**Short task A:** In the parliamentary debate excerpt, which constituency does Mr. Douglas Jay represent?
**Short task B:** Give only the lines of the records from the one containing "crust in the photo above. Give pixel coordinates." through the last line of the records as a Markdown table with the columns Row and Line. Number each row and leave out blank lines.

**Excerpt:**
⟨

I am in the invidious position of trying to answer two questions at once. I am inclined to agree that if the matter had been put to Scotland Yard—and perhaps the Attorney-General will explain the situation—we should have been told that it was idle for investigations of hon. Members to be conducted, that it was a waste of scarce resources because there is nothing known in law as the corruption of hon. Members or the attempted corruption of hon. Members in the discharge of their duties.

I hope that no words of mine have suggested that I have prejudged the issue in any way. I do not know whether there is a case against any hon. Member who is in or who was formerly in the House. I apologise for being so lengthy but I am concerned about our position as caused by the defects in the law.

I have no doubt that the members of the Committee will do their level best to make the procedure work and to demonstrate to those whose reputations are at stake and to people outside that they are dispassionate and scrupulously fair. But I wonder whether they are qualified for the job—not by their training or character, but by the powers given by the House. I wonder whether they will be able to do a satisfactory job which will satisfy the House, those whose reputations are at stake, and the public.

5.27 p.m.

Mr. Douglas Jay (Battersea, North)

I am inclined to agree that there is a gap in the law which grants immunity to MPs and which should be removed. But that will not help us in this case.

⟩

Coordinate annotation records
⟨

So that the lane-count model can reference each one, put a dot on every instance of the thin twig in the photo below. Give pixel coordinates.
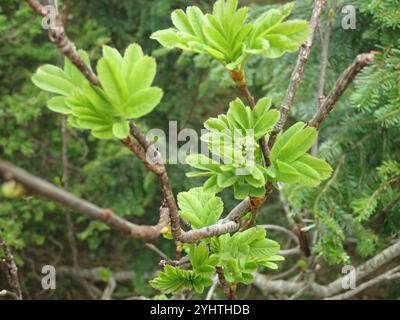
(11, 271)
(298, 70)
(339, 88)
(46, 189)
(59, 37)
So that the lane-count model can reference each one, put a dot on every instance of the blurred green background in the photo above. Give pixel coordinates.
(363, 130)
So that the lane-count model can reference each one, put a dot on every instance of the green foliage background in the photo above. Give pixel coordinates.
(360, 139)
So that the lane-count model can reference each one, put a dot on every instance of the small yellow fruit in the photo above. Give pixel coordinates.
(13, 190)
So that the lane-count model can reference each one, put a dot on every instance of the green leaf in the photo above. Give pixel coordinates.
(121, 129)
(241, 190)
(266, 123)
(199, 207)
(142, 103)
(57, 104)
(283, 138)
(237, 112)
(324, 169)
(133, 54)
(173, 280)
(110, 76)
(53, 79)
(298, 145)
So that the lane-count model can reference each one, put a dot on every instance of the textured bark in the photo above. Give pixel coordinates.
(304, 53)
(341, 85)
(46, 189)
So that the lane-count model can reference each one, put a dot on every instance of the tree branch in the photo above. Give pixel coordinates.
(43, 188)
(341, 85)
(59, 37)
(298, 70)
(11, 273)
(239, 78)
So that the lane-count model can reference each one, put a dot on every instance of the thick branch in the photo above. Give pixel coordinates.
(341, 85)
(59, 37)
(298, 70)
(43, 188)
(11, 273)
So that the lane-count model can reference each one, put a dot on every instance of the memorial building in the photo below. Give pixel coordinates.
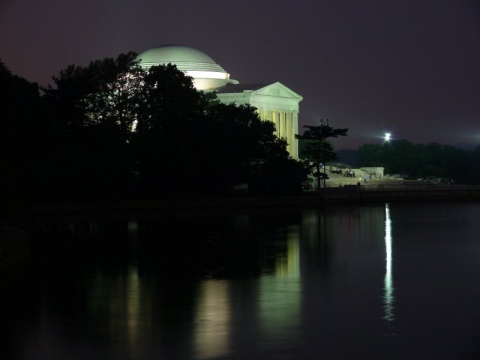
(274, 101)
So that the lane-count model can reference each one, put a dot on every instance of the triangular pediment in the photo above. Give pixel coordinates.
(277, 89)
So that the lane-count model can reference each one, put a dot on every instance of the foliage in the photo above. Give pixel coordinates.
(112, 130)
(317, 150)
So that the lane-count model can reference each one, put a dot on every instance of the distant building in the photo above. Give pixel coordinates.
(275, 102)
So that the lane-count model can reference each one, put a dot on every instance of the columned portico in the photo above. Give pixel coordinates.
(275, 102)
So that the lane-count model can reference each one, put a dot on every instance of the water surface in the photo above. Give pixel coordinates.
(392, 281)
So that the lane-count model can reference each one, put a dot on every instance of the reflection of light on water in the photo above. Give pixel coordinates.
(280, 296)
(212, 330)
(133, 304)
(388, 297)
(289, 266)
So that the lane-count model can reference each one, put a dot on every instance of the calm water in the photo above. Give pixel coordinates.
(389, 281)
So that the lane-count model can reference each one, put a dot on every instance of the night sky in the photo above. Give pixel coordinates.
(411, 67)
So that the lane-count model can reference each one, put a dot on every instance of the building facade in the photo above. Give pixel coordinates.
(274, 101)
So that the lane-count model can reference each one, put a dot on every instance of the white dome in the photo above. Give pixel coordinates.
(206, 73)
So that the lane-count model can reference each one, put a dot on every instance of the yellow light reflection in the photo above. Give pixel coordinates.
(280, 295)
(212, 330)
(388, 296)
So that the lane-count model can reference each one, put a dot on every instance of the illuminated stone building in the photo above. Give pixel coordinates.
(274, 101)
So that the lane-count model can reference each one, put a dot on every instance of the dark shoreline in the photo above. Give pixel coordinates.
(329, 196)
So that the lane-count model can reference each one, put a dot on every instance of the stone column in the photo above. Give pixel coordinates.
(295, 131)
(290, 135)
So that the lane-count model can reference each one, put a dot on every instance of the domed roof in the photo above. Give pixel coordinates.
(206, 73)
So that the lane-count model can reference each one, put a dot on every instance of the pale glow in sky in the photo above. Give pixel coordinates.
(411, 66)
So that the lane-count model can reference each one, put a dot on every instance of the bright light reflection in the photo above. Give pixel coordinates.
(213, 315)
(388, 297)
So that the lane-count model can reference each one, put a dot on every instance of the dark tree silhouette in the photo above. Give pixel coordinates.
(317, 149)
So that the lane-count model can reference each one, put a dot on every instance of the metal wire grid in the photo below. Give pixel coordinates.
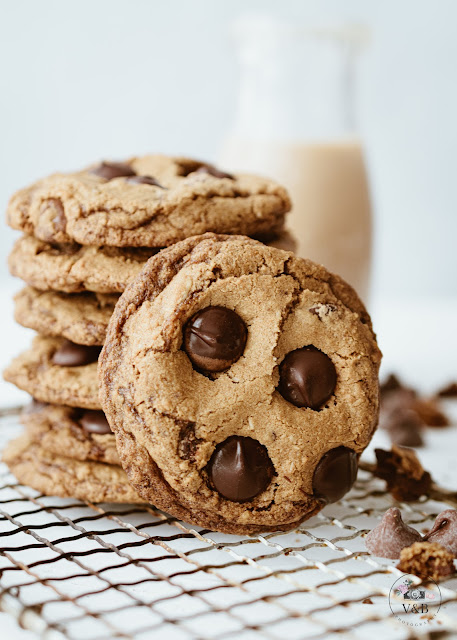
(96, 572)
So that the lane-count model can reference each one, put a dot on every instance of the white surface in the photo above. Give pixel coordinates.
(83, 80)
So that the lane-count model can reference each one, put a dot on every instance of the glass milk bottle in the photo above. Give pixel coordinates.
(295, 123)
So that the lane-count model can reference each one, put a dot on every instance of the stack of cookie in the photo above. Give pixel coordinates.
(86, 236)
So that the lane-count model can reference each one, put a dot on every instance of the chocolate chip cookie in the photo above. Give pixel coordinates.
(241, 383)
(58, 371)
(72, 268)
(150, 201)
(80, 317)
(55, 475)
(82, 433)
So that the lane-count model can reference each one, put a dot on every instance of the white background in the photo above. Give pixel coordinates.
(85, 79)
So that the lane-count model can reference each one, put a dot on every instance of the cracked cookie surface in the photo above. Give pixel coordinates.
(185, 197)
(61, 430)
(34, 371)
(80, 317)
(55, 475)
(73, 268)
(171, 418)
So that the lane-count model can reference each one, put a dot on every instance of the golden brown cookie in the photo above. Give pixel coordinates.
(80, 317)
(241, 383)
(55, 475)
(73, 268)
(150, 201)
(83, 434)
(57, 371)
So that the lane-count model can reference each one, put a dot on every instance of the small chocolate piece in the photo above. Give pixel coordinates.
(444, 530)
(111, 170)
(70, 354)
(145, 180)
(391, 535)
(405, 477)
(426, 560)
(214, 338)
(213, 171)
(335, 474)
(450, 391)
(322, 310)
(429, 411)
(240, 468)
(404, 428)
(94, 422)
(307, 378)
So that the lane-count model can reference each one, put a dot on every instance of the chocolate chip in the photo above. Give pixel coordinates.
(145, 180)
(70, 354)
(321, 310)
(307, 378)
(110, 170)
(240, 468)
(391, 535)
(214, 338)
(335, 474)
(444, 530)
(94, 422)
(213, 171)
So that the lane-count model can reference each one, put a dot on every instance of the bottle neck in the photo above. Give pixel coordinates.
(296, 87)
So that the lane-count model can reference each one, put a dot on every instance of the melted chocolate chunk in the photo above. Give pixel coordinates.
(214, 338)
(335, 474)
(405, 476)
(145, 180)
(240, 468)
(111, 170)
(307, 378)
(70, 354)
(94, 422)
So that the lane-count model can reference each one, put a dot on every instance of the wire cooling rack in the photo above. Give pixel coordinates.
(95, 572)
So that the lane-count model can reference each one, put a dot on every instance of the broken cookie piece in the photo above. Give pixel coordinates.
(405, 477)
(427, 560)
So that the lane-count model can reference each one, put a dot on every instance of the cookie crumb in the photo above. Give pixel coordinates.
(427, 560)
(401, 469)
(450, 391)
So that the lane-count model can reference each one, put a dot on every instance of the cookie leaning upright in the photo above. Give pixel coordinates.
(241, 383)
(150, 201)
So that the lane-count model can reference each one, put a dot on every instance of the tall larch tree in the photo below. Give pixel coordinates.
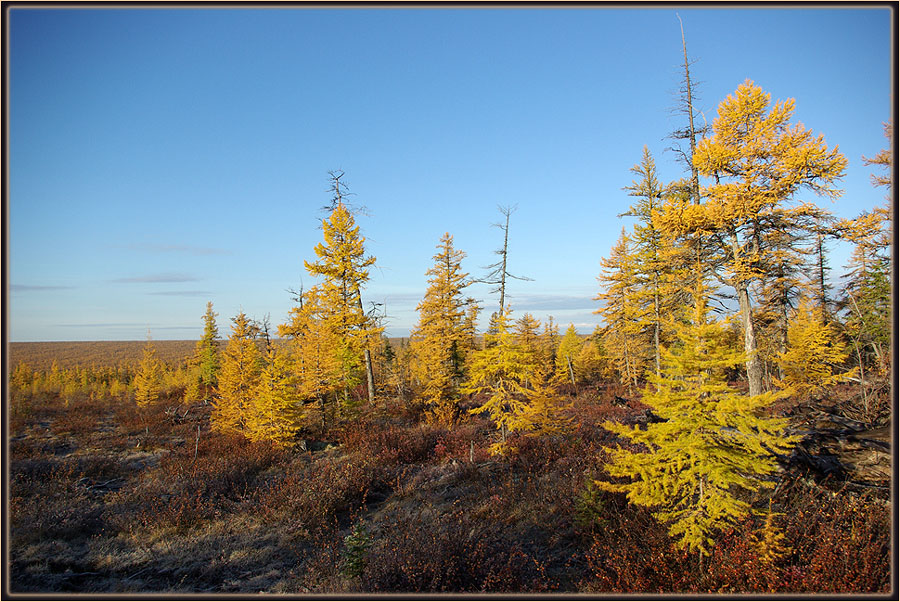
(866, 294)
(621, 312)
(566, 355)
(149, 377)
(242, 364)
(439, 339)
(314, 354)
(498, 272)
(276, 412)
(660, 259)
(207, 353)
(500, 370)
(814, 354)
(713, 443)
(344, 266)
(757, 162)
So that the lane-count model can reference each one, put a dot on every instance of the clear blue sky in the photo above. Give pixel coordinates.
(159, 159)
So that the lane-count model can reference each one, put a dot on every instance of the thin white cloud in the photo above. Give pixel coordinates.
(182, 293)
(159, 278)
(182, 249)
(24, 288)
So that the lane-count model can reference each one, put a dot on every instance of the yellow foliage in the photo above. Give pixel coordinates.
(276, 413)
(713, 442)
(814, 355)
(238, 377)
(149, 377)
(344, 268)
(440, 341)
(770, 540)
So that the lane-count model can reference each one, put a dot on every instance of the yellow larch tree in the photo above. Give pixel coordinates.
(314, 350)
(713, 443)
(549, 342)
(527, 332)
(589, 363)
(276, 412)
(344, 266)
(149, 377)
(500, 371)
(439, 341)
(757, 161)
(568, 351)
(659, 258)
(814, 354)
(621, 312)
(238, 377)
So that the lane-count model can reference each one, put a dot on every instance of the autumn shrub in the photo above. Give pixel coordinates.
(464, 442)
(841, 541)
(316, 494)
(630, 552)
(52, 499)
(182, 491)
(391, 444)
(834, 543)
(450, 553)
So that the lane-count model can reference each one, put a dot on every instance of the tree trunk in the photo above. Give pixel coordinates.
(754, 366)
(370, 377)
(367, 356)
(692, 133)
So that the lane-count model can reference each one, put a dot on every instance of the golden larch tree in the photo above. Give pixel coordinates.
(757, 162)
(149, 377)
(276, 412)
(714, 442)
(500, 371)
(344, 266)
(314, 341)
(814, 354)
(242, 364)
(439, 341)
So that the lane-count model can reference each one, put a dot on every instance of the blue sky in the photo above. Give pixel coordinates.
(160, 159)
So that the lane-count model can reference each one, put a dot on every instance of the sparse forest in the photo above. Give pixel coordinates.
(725, 429)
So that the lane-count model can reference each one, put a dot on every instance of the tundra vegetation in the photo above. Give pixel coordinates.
(677, 448)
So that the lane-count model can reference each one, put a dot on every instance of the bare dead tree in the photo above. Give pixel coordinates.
(691, 132)
(498, 272)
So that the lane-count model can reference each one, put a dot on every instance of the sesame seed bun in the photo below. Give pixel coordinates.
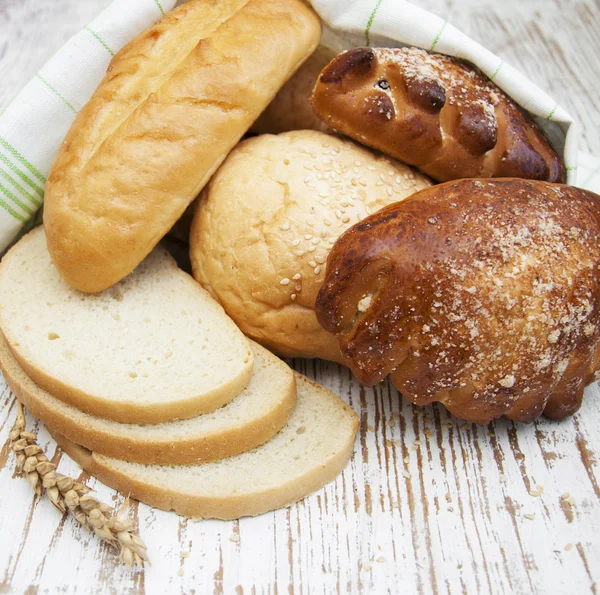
(265, 225)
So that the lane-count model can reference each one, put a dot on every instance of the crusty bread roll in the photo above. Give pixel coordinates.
(267, 220)
(481, 294)
(290, 108)
(173, 103)
(434, 112)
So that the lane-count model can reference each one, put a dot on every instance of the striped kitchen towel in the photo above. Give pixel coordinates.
(35, 122)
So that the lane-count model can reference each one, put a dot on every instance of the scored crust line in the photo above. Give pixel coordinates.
(162, 11)
(370, 22)
(437, 37)
(497, 70)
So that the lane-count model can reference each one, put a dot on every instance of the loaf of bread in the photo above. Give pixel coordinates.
(313, 447)
(437, 113)
(248, 420)
(267, 220)
(481, 294)
(290, 108)
(173, 103)
(153, 348)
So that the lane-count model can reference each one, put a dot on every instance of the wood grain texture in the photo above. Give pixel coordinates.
(428, 504)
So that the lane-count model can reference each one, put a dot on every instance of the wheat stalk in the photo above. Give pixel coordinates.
(113, 526)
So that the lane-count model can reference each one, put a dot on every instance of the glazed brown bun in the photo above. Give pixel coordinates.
(267, 220)
(481, 294)
(434, 112)
(290, 108)
(173, 103)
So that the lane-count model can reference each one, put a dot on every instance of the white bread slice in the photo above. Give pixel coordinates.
(153, 348)
(311, 449)
(250, 419)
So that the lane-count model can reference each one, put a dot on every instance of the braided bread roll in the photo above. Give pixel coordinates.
(481, 294)
(434, 112)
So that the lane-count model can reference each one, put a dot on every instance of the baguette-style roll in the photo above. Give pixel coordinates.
(173, 103)
(481, 294)
(435, 112)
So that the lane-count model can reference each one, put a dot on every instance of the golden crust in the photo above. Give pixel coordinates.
(161, 451)
(173, 103)
(267, 220)
(481, 294)
(434, 112)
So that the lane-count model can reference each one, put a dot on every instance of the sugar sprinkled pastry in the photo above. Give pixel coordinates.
(435, 112)
(481, 294)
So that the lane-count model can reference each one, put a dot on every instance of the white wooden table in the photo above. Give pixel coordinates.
(428, 504)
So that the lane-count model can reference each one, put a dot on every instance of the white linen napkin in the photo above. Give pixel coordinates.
(34, 124)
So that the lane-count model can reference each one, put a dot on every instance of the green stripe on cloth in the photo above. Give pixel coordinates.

⟩

**Response A:** Battersea, North

**Response B:**
| Row | Line |
|---|---|
| 1 | So that the lane-count model can reference each one, put a dot on every instance of the golden crust in the photo above. Give pixel coordinates. |
| 2 | (161, 451) |
| 3 | (173, 103) |
| 4 | (267, 220) |
| 5 | (481, 294) |
| 6 | (434, 112) |
| 7 | So that the lane-count model can reference each one, put a dot on every instance of the sugar sprinkled pastry in the photo above. Give pixel coordinates. |
| 8 | (435, 112) |
| 9 | (481, 294) |
| 10 | So that the lane-count model can reference each one, put a dot on every instance of the white wooden table in the photo above. Give pixel coordinates. |
| 11 | (428, 504) |
| 12 | So that the lane-count model can reference each one, put a dot on every instance of the white linen napkin in the photo above. Give pixel coordinates. |
| 13 | (34, 124) |
| 14 | So that the lane-count model can reference each one, put a dot on every instance of the green stripe on cloth in the photo above. Give pixel coordinates. |